Material to process.
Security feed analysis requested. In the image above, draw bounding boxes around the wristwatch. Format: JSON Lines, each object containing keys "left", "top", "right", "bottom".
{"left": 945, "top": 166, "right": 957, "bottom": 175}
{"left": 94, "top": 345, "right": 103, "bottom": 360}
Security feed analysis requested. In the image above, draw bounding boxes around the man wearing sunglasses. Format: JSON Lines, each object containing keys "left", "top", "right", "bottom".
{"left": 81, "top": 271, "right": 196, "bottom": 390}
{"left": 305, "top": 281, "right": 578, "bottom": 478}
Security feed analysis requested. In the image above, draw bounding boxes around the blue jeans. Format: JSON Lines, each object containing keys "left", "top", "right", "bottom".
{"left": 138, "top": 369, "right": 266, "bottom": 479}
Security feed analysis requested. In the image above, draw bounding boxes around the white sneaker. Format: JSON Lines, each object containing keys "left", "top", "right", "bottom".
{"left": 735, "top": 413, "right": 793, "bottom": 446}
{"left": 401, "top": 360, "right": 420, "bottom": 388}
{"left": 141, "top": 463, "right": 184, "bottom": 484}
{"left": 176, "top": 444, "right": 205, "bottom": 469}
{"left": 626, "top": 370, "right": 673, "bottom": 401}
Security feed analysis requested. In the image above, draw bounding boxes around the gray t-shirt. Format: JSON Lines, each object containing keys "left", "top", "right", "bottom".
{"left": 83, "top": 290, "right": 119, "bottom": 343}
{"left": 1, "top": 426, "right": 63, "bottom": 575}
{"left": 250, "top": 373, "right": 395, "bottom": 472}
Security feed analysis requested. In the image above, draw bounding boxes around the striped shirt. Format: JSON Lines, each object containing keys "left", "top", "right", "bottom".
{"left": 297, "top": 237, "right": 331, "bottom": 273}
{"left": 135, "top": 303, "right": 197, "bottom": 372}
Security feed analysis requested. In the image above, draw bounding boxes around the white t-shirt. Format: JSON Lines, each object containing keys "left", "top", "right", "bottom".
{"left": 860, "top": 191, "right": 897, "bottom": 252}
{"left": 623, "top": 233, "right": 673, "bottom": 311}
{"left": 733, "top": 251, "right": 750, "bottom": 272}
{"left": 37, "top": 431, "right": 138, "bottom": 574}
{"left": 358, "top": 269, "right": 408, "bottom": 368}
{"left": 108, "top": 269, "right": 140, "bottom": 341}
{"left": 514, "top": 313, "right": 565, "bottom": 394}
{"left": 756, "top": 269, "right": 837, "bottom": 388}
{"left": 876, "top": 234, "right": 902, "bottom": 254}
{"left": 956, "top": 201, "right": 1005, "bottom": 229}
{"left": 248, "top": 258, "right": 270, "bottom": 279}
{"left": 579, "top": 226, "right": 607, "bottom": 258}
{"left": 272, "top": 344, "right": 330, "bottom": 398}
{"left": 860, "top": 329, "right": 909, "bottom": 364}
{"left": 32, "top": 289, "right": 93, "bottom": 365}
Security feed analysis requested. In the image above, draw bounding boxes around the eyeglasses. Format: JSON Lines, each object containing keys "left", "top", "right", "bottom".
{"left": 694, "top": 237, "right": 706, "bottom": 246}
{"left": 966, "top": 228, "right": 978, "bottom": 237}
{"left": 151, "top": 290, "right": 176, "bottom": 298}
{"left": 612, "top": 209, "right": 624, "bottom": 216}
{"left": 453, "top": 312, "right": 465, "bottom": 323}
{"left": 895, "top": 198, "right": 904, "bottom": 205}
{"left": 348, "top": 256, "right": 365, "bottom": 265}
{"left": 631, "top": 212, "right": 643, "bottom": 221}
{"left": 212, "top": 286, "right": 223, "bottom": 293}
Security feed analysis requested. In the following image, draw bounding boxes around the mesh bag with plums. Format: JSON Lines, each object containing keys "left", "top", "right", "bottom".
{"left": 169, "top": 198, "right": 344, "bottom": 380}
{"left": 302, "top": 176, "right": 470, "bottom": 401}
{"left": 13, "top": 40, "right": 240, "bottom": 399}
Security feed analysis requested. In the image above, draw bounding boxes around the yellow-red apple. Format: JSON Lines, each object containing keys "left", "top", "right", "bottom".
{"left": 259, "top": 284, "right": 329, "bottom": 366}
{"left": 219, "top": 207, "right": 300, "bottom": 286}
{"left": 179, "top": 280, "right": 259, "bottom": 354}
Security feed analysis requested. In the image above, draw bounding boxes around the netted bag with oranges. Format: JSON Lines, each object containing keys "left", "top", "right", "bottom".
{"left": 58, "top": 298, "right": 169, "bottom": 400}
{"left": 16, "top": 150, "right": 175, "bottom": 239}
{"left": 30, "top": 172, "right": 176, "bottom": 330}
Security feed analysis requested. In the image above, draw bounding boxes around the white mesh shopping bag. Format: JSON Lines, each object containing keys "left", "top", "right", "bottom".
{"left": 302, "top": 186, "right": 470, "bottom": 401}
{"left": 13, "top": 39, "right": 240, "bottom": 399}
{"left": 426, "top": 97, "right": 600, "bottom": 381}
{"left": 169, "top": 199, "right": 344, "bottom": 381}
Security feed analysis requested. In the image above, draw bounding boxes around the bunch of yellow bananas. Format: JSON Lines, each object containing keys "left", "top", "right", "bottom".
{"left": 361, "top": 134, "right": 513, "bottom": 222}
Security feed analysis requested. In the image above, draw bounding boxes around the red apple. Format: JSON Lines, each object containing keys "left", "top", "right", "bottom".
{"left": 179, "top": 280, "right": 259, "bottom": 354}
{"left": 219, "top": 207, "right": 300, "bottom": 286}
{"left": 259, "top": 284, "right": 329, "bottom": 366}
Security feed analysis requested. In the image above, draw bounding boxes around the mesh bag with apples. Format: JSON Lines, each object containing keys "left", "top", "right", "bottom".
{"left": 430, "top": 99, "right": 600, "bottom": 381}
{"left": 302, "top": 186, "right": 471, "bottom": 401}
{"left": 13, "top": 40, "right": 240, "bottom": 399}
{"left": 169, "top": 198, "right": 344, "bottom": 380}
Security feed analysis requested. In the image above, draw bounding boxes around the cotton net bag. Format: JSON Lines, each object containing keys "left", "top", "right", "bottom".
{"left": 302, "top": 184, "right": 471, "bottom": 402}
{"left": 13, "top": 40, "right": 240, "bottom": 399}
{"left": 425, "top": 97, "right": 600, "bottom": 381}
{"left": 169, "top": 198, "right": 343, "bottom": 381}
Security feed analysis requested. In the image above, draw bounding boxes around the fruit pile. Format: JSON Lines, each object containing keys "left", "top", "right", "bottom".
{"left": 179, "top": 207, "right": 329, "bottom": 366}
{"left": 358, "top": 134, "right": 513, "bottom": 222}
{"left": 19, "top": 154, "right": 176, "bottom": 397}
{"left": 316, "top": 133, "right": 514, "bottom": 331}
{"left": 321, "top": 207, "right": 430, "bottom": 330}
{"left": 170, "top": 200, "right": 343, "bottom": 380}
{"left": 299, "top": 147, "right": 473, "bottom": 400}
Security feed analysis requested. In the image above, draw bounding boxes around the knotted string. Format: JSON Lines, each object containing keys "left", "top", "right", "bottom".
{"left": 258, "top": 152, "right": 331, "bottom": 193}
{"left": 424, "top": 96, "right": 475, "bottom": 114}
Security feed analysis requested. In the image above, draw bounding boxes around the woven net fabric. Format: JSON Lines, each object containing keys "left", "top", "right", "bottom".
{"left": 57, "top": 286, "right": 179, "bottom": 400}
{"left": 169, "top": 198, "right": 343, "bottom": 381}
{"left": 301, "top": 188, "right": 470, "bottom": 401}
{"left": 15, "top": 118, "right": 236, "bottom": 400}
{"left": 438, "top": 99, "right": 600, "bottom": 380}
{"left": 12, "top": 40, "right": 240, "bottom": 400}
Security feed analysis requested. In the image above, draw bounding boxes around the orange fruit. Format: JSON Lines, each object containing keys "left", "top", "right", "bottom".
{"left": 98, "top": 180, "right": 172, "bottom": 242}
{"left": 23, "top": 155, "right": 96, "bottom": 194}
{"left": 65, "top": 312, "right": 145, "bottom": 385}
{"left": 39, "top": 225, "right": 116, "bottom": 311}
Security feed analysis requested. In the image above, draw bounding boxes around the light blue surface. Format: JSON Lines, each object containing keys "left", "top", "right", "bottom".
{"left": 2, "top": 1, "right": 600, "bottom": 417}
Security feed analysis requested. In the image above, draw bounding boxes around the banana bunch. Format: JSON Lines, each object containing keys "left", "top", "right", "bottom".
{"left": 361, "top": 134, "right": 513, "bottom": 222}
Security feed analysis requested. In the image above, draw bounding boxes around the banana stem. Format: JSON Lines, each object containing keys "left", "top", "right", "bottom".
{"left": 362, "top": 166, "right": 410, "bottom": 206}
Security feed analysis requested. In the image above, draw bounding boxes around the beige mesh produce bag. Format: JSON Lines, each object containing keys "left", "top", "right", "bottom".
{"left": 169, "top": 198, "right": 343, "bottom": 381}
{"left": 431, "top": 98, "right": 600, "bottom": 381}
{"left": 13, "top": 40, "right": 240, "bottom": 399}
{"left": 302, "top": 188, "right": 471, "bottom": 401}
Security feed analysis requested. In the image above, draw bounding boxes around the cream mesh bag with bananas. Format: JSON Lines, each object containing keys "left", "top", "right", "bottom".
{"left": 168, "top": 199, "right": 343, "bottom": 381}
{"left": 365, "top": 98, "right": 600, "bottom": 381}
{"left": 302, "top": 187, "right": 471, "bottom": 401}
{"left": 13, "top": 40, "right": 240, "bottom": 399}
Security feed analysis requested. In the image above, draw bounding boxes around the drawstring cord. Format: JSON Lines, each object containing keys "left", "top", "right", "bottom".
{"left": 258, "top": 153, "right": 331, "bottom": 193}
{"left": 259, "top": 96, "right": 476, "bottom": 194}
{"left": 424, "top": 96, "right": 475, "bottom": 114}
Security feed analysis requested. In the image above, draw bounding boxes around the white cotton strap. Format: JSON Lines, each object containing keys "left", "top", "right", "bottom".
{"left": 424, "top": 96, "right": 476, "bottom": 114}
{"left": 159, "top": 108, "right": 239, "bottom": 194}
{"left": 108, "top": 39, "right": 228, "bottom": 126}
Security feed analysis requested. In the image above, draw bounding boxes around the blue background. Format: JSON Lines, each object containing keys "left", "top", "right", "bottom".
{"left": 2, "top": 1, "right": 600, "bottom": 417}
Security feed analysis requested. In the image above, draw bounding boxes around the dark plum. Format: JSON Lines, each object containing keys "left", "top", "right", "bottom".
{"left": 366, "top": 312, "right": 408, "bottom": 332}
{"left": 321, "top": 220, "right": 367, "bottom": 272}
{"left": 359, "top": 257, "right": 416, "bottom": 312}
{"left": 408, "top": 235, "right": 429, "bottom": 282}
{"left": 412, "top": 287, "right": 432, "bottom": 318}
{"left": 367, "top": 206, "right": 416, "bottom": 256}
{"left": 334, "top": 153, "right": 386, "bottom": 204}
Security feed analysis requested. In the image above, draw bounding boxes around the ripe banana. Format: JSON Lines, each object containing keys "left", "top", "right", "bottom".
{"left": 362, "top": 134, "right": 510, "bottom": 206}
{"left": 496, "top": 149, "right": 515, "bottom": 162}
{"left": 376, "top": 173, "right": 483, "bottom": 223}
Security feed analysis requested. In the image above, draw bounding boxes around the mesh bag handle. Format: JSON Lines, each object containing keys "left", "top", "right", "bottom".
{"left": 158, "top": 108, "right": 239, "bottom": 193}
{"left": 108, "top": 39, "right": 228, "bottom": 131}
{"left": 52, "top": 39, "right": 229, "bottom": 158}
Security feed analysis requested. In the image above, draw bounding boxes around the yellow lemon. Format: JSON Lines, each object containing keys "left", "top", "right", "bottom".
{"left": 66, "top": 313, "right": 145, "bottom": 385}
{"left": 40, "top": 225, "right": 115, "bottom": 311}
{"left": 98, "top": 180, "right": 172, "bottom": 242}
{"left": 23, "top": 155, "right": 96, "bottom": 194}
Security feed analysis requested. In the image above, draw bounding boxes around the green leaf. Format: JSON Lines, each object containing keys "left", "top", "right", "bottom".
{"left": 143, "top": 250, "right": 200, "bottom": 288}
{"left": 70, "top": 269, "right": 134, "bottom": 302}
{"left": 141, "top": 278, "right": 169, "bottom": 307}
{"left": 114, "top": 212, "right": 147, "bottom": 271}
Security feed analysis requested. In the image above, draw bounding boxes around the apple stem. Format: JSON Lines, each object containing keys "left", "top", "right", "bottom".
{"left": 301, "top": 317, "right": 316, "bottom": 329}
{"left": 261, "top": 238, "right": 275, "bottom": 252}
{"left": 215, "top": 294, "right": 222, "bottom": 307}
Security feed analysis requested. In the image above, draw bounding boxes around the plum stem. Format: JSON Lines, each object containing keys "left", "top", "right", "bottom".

Problem details.
What is needed is an exact retyping of every line from the one containing "around the apple" through the final line of the entries, and only those lines.

Your response.
Security feed analysis requested. In the image above, draw bounding boxes around the apple stem. Format: JSON Lines, each object containing keys "left", "top", "right", "bottom".
{"left": 301, "top": 317, "right": 316, "bottom": 329}
{"left": 261, "top": 238, "right": 275, "bottom": 252}
{"left": 215, "top": 294, "right": 222, "bottom": 307}
Security feed analysis requested. In the image above, draw bounding boxes around the plum stem. Format: JSON Lines, each object containing keys "left", "top", "right", "bottom".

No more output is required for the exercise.